### Consignes et exigences:
Recopiez sans rien changer le passage du compte rendu sur le Journal de Sandor Marai qui commence par « Ce qui surprend » et se termine par « et constamment prenante. ».

### Passage cité:
==========

Journal, Sandor Marai

De 1943 à sa mort en 1989, le grand écrivain Sandor Marai tient son Journal, dont de larges extraits sont aujourd’hui publiés en français. Ce premier tome, intitulé Les années hongroises 1943-1948, couvre la période de la guerre, de l’occupation allemande à l’occupation soviétique. Passionnant.

Durant ces cinq « années hongroises », que l’on pourrait aussi nommer années tragiques ou décisives, Sandor Marai est au cœur des grands drames du XX° siècle. Dans la capitale et à la campagne, il vit l’occupation nazie, la déportation des Juifs (dont son beau-père), les bombardements alliés, le siège de Budapest, la libération par l’armée rouge et la prise de pouvoir des communistes. Son beau-père est déporté, son appartement détruit par les bombes, sa maison de campagne réquisitionnée pour loger seize soldats de l’armée soviétique (plutôt sympathiques ces jeunes Russes admiratifs de l’écrivain). Ecoeuré par le nouveau régime, par la nationalisation des esprits et la confiscation des libertés, attaqué par la presse communiste, l’écrivain bourgeois (comme il aime à se qualifier) fuit ce pays dans lequel il n’a plus sa place. Il s’exile, la mort dans l’âme, et part vers la Suisse et l’Italie n’emportant que cinq livres dont L’Odyssée (lui qui possédait avant les bombardements une bibliothèque de plus de cinq mille livres.) Quitter la Hongrie est pour lui la seule manière de continuer à faire vivre la langue et la littérature hongroise.

Ce qui surprend dès les premières pages, c’est la forme originale de ce journal sans indications de dates. Constitué de paragraphes séparés par un trait, l’ouvrage est fait de notations plus ou moins brèves, de réflexions (entre Choses vues de Victor Hugo et Maximes de La Rochefoucauld), parfois de micro-récits, presque des nouvelles avec chute. Ce qui étonne aussi c’est l’humour dont fait preuve l’auteur (humour que ses romans ne laissaient pas soupçonner) tant envers la guerre qu’envers lui-même écrivain. Tout cela rend la lecture immédiatement et constamment prenante.  

On découvre la complexité de la situation hongroise entre fascisme et communisme. Ennemi de de tous les totalitarismes, Sandor Marai est sans pitié à l’égard de ses compatriotes : dans ses analyses acerbes, il dénonce l’esprit de caste de ceux qu’il nomme « les gentilshommes hongrois chrétiens », l’opportunisme des anciens Croix fléchées pro-nazis qui s’empressent de mettre sur pied le parti communiste local, l’antisémitisme et l’esprit de revanche qui anime la société hongroise. Il décrit la fin d’un monde, incarné par le vieux café où il se rend après le bain de vapeur : « Thé, viandes froides, journaux. Le refuge tiède de la civilisation. Et la conscience que ce bonheur est plus fragile encore que la tasse de thé en verre que tu portes à tes lèvres. » Il constate et déplore l’absence d’une bourgeoisie consciente et cultivée et l’impossibilité pour la Hongrie d’accéder dans l’immédiat à la démocratie.

==========

(Extraits du jeu de données d'étiquetage par points)
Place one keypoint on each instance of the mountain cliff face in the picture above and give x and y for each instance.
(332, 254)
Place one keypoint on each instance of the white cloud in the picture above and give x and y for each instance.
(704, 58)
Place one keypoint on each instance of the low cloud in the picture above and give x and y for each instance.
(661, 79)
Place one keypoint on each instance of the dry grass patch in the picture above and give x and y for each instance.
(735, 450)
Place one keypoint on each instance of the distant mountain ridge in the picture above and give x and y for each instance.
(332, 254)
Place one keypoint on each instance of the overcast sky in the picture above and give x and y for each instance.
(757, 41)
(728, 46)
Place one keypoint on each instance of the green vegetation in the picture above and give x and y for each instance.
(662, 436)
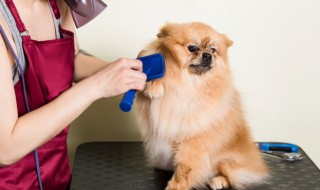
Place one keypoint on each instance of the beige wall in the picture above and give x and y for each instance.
(275, 61)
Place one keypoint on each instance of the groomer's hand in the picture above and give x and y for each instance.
(118, 77)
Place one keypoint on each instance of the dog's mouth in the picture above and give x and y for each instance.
(200, 68)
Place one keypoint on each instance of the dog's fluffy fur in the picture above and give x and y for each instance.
(191, 119)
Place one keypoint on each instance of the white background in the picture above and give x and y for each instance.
(275, 61)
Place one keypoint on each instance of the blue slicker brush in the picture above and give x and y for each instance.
(154, 67)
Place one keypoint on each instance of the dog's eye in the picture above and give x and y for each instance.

==========

### Réponse proposée:
Ce qui surprend dès les premières pages, c’est la forme originale de ce journal sans indications de dates. Constitué de paragraphes séparés par un trait, l’ouvrage est fait de notations plus ou moins brèves, de réflexions (entre Choses vues de Victor Hugo et Maximes de La Rochefoucauld), parfois de micro-récits, presque des nouvelles avec chute. Ce qui étonne aussi c’est l’humour dont fait preuve l’auteur (humour que ses romans ne laissaient pas soupçonner) tant envers la guerre qu’envers lui-même écrivain. Tout cela rend la lecture immédiatement et constamment prenante.